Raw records
# # # # # # #

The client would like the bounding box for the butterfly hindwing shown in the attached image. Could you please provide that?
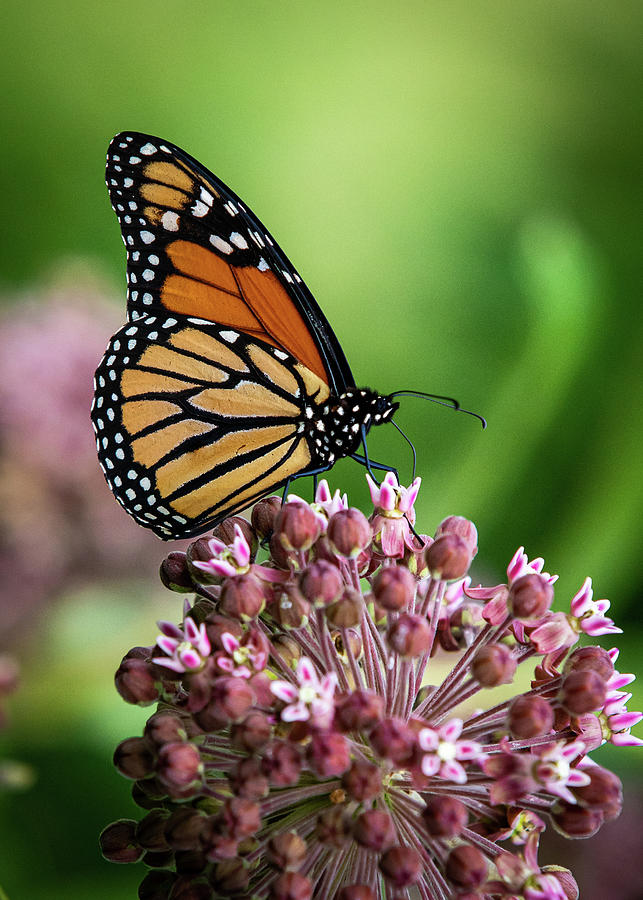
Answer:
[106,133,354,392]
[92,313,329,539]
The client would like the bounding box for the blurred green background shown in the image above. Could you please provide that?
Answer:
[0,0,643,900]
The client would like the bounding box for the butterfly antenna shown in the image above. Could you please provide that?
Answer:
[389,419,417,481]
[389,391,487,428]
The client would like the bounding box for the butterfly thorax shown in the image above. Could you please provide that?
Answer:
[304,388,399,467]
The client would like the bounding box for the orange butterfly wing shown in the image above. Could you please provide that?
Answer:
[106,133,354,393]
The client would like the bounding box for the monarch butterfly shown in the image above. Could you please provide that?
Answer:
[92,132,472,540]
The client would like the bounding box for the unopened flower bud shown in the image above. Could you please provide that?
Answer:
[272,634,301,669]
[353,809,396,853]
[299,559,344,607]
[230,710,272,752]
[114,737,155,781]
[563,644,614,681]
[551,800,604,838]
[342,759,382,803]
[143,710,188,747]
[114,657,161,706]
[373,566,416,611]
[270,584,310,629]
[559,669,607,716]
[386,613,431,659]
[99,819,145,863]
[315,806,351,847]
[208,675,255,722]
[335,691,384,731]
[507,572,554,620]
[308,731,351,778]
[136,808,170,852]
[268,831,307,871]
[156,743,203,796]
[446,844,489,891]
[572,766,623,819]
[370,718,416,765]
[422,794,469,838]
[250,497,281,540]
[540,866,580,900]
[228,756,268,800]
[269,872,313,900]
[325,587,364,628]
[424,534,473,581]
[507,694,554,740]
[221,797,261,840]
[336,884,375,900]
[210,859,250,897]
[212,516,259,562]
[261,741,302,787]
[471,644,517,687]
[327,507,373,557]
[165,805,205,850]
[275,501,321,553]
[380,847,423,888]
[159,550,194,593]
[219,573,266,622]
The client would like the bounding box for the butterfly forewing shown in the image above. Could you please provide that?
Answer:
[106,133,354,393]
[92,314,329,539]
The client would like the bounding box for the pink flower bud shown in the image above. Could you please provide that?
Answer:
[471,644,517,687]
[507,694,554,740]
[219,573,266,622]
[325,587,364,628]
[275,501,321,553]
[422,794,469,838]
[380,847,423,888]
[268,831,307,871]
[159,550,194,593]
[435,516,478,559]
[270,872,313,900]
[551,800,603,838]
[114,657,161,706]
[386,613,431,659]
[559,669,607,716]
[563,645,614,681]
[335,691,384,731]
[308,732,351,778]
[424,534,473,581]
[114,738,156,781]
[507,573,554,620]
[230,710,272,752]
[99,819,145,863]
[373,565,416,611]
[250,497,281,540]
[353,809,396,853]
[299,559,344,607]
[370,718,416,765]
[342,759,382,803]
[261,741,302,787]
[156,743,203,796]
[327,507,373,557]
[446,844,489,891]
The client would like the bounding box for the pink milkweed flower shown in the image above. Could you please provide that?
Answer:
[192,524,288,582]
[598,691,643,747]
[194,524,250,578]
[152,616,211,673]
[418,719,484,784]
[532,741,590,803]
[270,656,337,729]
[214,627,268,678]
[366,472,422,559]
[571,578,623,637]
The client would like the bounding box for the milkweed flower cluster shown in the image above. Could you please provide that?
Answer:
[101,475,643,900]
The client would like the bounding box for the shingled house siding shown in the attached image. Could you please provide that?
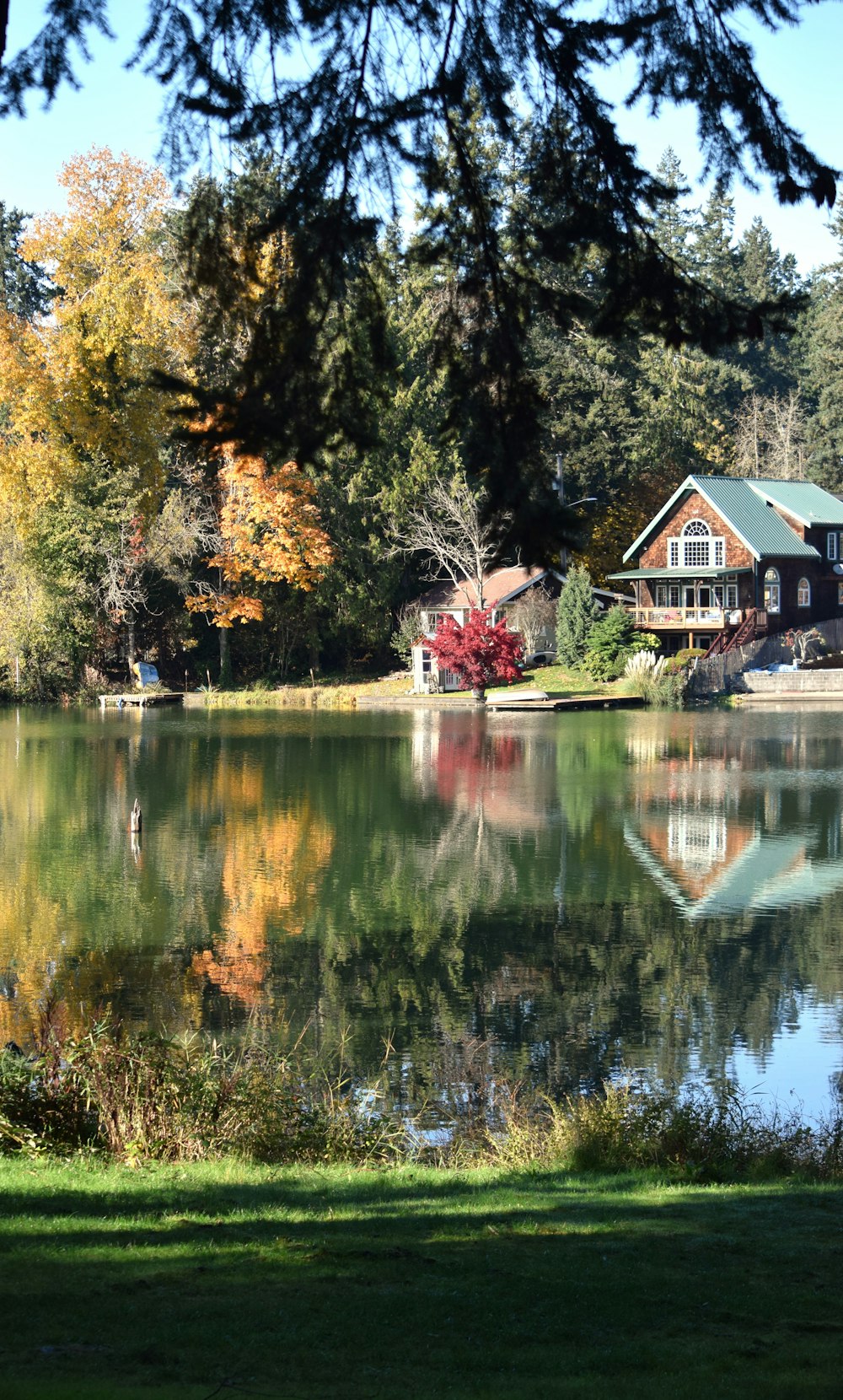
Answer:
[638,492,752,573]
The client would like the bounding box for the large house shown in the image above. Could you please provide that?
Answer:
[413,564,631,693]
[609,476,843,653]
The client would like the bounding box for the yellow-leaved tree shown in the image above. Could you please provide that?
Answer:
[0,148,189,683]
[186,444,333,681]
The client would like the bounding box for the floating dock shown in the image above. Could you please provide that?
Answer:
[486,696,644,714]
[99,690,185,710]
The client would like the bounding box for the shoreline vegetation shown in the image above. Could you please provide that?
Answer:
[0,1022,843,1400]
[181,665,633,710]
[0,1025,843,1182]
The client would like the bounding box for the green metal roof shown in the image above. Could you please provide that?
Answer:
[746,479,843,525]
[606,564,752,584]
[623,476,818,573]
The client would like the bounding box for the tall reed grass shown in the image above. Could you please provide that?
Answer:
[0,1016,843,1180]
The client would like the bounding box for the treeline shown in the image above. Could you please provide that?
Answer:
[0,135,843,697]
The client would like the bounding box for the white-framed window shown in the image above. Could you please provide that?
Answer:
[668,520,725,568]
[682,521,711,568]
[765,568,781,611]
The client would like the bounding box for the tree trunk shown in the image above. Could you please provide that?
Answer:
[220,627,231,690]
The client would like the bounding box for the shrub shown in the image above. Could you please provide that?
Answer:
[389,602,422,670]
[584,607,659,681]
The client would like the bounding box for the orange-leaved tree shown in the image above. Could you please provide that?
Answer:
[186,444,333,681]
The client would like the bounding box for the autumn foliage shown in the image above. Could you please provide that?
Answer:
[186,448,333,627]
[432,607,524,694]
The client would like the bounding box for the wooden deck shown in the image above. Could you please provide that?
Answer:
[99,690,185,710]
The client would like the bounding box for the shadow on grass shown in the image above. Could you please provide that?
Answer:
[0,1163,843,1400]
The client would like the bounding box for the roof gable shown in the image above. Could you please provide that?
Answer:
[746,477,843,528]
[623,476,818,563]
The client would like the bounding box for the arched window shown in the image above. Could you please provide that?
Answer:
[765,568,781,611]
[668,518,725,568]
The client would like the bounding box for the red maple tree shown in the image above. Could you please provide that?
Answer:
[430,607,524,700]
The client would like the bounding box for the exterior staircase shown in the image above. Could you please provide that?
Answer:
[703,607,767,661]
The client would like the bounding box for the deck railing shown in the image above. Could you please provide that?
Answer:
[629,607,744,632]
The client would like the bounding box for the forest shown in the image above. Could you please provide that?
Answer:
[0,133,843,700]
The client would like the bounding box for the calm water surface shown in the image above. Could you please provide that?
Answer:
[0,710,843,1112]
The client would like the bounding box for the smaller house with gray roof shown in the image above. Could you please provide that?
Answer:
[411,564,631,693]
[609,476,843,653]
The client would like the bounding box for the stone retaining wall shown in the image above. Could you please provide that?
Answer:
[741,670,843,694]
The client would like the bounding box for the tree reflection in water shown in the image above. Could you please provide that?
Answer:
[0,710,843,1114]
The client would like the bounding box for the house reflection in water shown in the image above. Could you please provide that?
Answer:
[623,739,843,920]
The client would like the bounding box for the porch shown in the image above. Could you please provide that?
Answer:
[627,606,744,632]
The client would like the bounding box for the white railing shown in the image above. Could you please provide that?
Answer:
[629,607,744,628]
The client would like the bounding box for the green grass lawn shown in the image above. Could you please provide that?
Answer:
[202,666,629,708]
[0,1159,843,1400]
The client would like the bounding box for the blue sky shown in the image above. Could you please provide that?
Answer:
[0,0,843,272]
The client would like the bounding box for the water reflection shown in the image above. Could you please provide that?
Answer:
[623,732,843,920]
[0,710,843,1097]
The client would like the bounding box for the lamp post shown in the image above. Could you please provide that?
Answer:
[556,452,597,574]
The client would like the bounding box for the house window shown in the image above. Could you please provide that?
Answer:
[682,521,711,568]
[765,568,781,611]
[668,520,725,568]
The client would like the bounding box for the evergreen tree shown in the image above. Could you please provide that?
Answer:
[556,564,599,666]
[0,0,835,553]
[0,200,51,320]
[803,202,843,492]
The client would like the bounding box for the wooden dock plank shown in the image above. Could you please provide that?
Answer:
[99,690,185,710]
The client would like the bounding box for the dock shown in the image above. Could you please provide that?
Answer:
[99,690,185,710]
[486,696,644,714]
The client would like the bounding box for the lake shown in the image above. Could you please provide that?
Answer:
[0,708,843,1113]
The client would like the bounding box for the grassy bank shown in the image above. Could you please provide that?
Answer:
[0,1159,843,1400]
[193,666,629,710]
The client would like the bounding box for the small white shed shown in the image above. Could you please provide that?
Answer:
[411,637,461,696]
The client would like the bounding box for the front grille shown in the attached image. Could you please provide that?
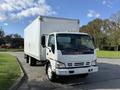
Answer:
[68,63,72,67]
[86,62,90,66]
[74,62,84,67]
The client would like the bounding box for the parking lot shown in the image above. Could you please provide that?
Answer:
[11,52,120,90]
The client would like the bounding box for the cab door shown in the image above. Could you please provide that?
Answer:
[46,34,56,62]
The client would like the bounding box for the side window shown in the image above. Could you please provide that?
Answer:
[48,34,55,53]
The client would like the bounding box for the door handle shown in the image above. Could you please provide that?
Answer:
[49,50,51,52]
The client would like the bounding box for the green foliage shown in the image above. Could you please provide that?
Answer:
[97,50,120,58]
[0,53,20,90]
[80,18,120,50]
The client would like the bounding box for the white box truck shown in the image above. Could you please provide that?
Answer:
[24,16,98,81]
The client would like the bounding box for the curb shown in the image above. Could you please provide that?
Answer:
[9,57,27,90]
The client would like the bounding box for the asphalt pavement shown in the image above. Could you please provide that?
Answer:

# # # # # # #

What you should do: Copy out the lines above verbatim, starting at the line that contains "The client would like the bounding box for the white railing" and ending at the line that contains "[0,0,843,272]", with both of those lines included.

Finished answer:
The client would like the bounding box for the white railing shown in the image above. Could you please provide that?
Answer:
[629,607,744,628]
The client would like the bounding box for the green grass lawn shown in the image above. Could you please provide that?
Answer:
[202,666,629,708]
[0,1159,843,1400]
The client would like the bounding box for the blue sky shown in the image above. Could you please provide that?
Answer:
[0,0,843,272]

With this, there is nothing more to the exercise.